> Dokumentauszug
___

Gegen diesen Bescheid erhob der Beschwerdeführer Beschwerde vor dem Verfassungsgerichtshof, der deren Behandlung mit Beschluss vom 6. Oktober 2004, B 1158/04, ablehnte und sie dem Verwaltungsgerichtshof abtrat.
In der auftragsgemäß ergänzten Beschwerde beantragt der Beschwerdeführer die kostenpflichtige Aufhebung des angefochtenen Bescheides wegen Rechtswidrigkeit seines Inhaltes.
Die belangte Behörde legte die Akten des Verwaltungsverfahrens vor, nahm von der Erstattung einer Gegenschrift Abstand und begehrte Kostenersatz für den Vorlageaufwand.
Die mitbeteiligte Sozialversicherungsanstalt nahm von der Erstattung einer Gegenschrift Abstand.
Der Verwaltungsgerichtshof hat erwogen:
Zwischen den Parteien des verwaltungsgerichtlichen Verfahrens ist ausschließlich strittig, ob im vorliegenden Fall die "Zehntelregelung" gemäß § 274 Abs. 4 GSVG anzuwenden ist.

___

> Vorliegendes Material

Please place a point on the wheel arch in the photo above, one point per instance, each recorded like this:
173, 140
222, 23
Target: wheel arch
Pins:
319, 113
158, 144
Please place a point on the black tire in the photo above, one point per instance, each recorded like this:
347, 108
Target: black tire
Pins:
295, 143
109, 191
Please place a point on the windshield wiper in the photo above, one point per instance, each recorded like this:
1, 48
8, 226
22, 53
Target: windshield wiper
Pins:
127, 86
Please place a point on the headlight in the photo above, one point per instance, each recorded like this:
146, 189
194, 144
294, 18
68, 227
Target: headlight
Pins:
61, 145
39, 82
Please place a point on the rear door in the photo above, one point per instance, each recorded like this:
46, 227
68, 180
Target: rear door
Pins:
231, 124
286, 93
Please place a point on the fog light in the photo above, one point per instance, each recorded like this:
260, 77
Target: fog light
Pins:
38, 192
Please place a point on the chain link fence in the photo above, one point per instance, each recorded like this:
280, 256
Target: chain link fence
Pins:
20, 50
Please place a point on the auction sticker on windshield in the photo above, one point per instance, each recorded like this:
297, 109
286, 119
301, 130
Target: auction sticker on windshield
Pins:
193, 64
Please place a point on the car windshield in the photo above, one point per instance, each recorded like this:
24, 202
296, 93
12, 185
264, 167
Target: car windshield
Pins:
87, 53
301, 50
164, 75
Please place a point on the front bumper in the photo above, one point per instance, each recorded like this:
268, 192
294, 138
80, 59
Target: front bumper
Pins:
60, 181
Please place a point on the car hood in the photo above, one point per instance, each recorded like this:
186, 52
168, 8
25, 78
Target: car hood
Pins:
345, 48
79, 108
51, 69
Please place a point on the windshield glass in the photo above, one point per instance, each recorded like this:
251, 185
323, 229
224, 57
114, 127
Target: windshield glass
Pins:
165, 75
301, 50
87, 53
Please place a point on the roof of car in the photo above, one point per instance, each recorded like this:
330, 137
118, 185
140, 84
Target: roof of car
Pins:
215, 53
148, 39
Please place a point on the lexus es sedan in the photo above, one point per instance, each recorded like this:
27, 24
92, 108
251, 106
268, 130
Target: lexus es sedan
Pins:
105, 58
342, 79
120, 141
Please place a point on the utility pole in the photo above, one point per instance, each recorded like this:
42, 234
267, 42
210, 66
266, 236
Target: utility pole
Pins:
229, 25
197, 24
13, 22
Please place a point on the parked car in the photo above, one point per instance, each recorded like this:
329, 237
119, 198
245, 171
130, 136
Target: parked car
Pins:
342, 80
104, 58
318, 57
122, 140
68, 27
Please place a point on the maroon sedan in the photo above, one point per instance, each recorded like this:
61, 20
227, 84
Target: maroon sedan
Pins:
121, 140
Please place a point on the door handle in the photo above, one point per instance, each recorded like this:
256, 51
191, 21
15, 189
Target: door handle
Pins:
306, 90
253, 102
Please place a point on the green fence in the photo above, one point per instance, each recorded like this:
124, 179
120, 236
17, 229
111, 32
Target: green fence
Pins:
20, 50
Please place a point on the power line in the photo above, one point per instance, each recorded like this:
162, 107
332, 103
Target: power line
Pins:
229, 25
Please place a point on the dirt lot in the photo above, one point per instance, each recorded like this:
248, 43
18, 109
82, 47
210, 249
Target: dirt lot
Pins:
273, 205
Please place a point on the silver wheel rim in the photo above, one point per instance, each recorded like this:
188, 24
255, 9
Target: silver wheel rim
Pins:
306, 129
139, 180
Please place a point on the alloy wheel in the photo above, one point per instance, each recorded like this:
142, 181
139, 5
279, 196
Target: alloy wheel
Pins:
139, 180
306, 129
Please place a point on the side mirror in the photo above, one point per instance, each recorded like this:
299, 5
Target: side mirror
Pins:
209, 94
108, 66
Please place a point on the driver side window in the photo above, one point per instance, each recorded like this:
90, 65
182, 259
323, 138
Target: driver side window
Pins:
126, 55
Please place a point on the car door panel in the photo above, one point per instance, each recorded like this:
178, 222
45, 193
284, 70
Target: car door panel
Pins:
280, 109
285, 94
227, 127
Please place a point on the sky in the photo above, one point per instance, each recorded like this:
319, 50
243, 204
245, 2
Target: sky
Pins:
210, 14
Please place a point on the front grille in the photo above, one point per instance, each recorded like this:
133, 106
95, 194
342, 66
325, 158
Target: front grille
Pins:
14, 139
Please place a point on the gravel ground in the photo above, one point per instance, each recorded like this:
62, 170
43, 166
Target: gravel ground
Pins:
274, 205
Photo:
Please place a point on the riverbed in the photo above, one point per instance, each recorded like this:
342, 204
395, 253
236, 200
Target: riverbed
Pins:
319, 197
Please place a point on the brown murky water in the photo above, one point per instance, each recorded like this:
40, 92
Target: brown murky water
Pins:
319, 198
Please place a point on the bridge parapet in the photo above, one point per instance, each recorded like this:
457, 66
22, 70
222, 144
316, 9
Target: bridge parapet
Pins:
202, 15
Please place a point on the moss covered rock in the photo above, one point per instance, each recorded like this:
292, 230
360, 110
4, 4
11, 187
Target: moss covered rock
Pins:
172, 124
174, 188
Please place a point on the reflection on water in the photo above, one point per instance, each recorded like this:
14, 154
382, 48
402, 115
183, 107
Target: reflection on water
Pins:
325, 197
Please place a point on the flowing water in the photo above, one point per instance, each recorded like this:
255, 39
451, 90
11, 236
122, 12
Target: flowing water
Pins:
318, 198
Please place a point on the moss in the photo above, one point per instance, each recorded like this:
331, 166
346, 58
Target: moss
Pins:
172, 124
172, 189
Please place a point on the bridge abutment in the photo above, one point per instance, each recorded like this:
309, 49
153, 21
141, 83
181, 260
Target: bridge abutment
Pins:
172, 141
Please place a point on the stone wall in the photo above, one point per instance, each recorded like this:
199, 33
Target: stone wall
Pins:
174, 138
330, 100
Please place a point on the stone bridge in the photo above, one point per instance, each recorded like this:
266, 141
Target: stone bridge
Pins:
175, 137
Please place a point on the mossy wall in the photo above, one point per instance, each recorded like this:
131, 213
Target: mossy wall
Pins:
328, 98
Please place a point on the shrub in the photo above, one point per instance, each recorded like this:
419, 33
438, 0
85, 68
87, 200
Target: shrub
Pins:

___

> Anweisung
Geben Sie bitte den Dokumentauszug zum Beschwerdeverfahren vor dem Verwaltungsgerichtshof vollständig und wortgetreu wieder. Das Material steht in keinem Zusammenhang mit dem Dokumentauszug.

> Ergebnis dieser Aufgabe
Gegen diesen Bescheid erhob der Beschwerdeführer Beschwerde vor dem Verfassungsgerichtshof, der deren Behandlung mit Beschluss vom 6. Oktober 2004, B 1158/04, ablehnte und sie dem Verwaltungsgerichtshof abtrat.
In der auftragsgemäß ergänzten Beschwerde beantragt der Beschwerdeführer die kostenpflichtige Aufhebung des angefochtenen Bescheides wegen Rechtswidrigkeit seines Inhaltes.
Die belangte Behörde legte die Akten des Verwaltungsverfahrens vor, nahm von der Erstattung einer Gegenschrift Abstand und begehrte Kostenersatz für den Vorlageaufwand.
Die mitbeteiligte Sozialversicherungsanstalt nahm von der Erstattung einer Gegenschrift Abstand.
Der Verwaltungsgerichtshof hat erwogen:
Zwischen den Parteien des verwaltungsgerichtlichen Verfahrens ist ausschließlich strittig, ob im vorliegenden Fall die "Zehntelregelung" gemäß § 274 Abs. 4 GSVG anzuwenden ist.